Point annotation dataset records:
# # # # #

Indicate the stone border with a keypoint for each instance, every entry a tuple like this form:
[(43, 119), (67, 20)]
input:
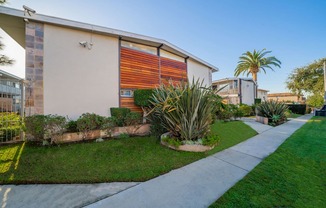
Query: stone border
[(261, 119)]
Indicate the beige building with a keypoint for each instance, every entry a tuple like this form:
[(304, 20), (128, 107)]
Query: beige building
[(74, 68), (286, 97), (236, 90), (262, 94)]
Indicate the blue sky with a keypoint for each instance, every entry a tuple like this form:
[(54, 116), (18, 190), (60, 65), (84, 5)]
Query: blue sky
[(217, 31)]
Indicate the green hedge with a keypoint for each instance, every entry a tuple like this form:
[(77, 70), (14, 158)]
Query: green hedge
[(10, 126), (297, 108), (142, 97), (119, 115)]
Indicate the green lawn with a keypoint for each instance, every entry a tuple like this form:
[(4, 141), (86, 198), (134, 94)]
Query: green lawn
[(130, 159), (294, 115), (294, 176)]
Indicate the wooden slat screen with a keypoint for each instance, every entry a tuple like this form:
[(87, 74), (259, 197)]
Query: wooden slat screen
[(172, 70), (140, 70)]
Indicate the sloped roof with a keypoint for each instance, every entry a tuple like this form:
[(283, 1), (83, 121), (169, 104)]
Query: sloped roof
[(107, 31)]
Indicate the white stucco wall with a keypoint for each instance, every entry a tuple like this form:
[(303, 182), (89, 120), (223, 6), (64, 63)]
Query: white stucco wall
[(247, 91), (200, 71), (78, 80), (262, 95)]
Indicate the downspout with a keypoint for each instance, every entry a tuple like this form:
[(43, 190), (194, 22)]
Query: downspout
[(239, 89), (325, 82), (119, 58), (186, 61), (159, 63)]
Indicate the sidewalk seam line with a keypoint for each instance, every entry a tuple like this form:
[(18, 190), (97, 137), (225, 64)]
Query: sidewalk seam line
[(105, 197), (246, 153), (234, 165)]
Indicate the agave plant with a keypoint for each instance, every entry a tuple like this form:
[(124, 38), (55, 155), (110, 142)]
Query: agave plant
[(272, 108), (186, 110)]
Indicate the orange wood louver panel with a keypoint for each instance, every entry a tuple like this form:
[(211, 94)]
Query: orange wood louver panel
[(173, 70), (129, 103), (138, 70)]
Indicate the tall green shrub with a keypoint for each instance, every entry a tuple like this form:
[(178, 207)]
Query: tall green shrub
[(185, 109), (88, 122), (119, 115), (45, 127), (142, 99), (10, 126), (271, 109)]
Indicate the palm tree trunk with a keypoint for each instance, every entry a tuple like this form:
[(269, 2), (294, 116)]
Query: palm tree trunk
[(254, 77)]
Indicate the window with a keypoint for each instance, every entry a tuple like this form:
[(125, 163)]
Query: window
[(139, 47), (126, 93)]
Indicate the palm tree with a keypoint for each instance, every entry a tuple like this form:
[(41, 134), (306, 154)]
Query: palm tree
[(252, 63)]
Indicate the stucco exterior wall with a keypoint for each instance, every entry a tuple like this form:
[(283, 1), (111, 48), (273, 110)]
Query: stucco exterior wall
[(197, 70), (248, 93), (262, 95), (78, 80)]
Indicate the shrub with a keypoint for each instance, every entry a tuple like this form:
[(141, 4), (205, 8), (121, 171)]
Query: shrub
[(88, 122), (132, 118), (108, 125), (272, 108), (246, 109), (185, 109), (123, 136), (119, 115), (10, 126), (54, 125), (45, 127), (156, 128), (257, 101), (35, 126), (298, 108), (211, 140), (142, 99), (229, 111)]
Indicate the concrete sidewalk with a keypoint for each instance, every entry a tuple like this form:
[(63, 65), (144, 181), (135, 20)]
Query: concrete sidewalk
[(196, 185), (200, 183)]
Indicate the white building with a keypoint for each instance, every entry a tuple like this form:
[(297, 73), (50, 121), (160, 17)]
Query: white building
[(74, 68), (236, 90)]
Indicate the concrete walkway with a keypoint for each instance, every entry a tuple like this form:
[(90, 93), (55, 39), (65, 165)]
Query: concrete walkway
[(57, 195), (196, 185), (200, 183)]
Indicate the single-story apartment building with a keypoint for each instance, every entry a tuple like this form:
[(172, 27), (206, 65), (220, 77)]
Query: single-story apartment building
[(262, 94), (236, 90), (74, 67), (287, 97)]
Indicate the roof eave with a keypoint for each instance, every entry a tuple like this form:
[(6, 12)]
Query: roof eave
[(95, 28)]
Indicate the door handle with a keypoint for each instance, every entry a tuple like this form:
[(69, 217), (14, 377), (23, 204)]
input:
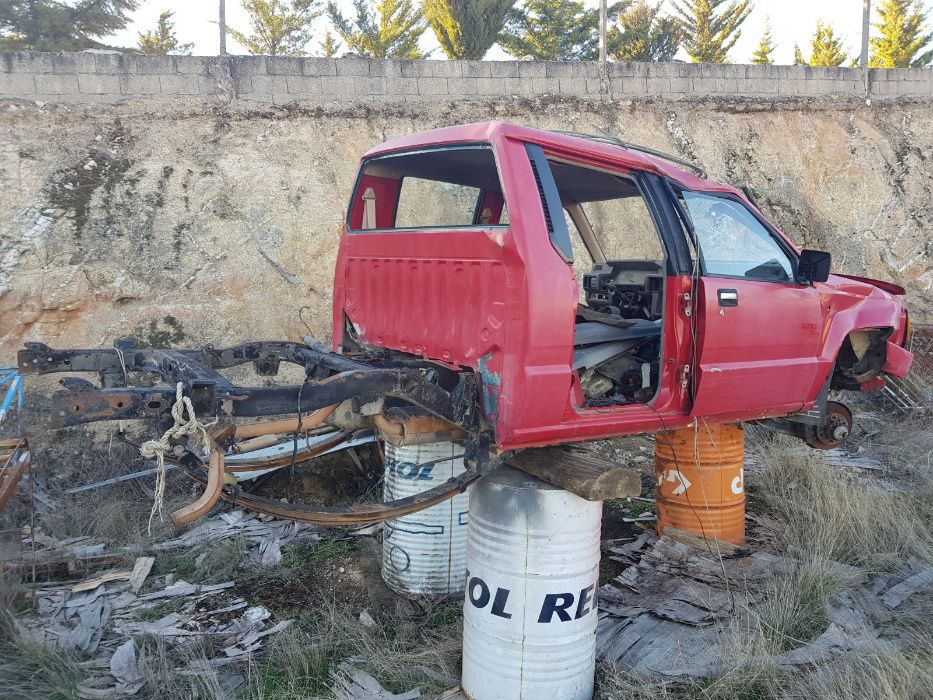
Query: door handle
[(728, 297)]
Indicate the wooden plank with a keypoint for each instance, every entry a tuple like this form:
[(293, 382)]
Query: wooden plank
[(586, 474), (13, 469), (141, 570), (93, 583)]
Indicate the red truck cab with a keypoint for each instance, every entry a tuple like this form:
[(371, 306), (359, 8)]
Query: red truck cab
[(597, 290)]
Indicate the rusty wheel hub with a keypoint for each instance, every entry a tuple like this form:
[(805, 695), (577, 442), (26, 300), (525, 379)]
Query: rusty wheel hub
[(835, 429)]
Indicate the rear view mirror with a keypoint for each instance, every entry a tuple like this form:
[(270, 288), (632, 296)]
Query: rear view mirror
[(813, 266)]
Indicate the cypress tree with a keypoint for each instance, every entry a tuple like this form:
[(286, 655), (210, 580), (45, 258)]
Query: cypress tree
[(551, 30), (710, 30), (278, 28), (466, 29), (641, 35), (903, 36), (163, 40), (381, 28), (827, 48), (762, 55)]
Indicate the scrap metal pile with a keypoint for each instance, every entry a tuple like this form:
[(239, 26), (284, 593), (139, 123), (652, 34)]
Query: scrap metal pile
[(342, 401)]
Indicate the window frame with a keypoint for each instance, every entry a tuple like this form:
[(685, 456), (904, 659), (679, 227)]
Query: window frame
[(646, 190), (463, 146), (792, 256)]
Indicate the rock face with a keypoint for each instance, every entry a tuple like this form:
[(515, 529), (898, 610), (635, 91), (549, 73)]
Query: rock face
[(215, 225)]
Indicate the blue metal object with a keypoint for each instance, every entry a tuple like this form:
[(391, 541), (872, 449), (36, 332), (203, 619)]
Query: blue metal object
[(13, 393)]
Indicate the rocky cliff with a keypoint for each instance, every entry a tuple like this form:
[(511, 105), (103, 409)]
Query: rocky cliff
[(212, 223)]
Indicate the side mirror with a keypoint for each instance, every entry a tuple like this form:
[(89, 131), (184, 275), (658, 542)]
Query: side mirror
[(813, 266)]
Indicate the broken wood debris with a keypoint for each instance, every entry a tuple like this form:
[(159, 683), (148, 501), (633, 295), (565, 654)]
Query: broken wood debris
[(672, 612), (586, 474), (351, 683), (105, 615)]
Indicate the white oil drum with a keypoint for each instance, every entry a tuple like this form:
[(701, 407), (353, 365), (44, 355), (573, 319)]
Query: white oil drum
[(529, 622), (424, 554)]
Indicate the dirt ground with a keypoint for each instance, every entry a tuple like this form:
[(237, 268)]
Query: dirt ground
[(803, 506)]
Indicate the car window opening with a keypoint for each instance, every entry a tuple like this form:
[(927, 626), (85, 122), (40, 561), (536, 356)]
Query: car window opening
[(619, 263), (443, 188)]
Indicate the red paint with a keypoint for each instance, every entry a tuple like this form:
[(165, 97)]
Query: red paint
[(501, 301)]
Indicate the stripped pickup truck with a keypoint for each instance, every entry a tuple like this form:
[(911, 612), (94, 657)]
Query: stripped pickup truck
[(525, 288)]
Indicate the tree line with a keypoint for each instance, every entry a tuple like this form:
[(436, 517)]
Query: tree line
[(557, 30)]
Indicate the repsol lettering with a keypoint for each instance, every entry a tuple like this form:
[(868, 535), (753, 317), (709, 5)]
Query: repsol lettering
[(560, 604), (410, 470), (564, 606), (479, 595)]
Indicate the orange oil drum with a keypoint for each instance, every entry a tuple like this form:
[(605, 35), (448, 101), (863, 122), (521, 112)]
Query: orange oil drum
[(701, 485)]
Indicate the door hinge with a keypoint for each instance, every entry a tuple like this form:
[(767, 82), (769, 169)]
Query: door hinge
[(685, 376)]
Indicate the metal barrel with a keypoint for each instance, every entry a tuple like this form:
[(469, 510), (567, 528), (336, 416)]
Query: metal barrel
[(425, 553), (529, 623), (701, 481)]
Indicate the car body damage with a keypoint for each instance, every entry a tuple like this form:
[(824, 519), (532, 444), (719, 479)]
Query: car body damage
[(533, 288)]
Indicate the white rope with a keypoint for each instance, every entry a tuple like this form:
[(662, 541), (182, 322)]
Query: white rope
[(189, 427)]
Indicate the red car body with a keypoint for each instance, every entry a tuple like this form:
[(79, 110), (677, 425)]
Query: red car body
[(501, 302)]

# # # # #

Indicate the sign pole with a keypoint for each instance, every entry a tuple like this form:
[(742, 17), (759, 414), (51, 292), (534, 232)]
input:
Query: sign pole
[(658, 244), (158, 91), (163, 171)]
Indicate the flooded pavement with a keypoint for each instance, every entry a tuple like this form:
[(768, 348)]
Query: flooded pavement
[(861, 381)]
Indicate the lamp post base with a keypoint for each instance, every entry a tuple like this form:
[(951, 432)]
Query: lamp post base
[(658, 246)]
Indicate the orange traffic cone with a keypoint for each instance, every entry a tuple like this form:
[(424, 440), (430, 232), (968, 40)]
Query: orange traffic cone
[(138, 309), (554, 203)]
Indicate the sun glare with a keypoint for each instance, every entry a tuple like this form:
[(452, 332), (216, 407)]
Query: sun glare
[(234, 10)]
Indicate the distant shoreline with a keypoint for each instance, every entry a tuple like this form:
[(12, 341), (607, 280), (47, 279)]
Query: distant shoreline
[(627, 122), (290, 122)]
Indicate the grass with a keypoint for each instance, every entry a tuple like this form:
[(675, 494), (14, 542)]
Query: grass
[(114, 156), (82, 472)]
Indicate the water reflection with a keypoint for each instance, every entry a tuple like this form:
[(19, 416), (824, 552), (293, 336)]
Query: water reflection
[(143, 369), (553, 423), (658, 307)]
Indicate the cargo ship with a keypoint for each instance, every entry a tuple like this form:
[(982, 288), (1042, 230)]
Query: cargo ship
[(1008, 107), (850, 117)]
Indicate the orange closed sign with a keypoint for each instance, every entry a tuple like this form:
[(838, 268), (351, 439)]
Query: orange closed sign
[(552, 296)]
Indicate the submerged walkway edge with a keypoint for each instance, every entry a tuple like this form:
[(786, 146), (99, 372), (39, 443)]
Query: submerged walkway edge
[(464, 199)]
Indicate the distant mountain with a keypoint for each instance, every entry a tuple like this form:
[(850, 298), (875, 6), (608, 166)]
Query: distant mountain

# # # # #

-- Task description --
Rewrite the data from the line containing "Indicate the palm tree with" through the line containing "[(197, 70), (248, 93), (262, 95), (78, 80)]", inclusive, changing "stucco" to "plaster" and leaving everything else the same.

-- Finished task --
Indicate the palm tree with a keypoint for each instance, every entry a tuple like this form:
[(41, 134), (306, 154)]
Query: palm tree
[(252, 63)]
Indicate the plaster exterior wall with a keypoint for each instance, every entry a tuple like this form:
[(283, 1), (111, 48), (273, 110)]
Query: plaster exterior wall
[(197, 70), (248, 93), (262, 95), (78, 80)]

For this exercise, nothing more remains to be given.